Rewrite the lines below, swapping "innermost point" for "most central point" wherever it occurs and leaving everything else untouched.

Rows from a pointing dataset
+-------+

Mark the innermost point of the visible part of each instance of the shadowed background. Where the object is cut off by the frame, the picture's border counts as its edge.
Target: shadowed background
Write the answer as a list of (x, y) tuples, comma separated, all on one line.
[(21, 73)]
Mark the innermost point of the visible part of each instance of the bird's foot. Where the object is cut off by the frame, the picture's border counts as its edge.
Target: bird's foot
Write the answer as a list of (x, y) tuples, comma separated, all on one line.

+-------+

- **Answer to this task**:
Mark the most central point of the visible part of each instance of the shadowed background. Where the object is cut off by the frame, the picture's border counts as its edge.
Target: shadowed background
Write the answer as a list of (x, y) tuples, comma separated, all on one line.
[(21, 73)]
Mark the most central point of the visible part of each instance of the bird's foot. Where the object is cut off by the frame, the picture's border counts as its edge.
Target: bird's foot
Write the answer as a list of (x, y) tuples, comma separated, all on one line.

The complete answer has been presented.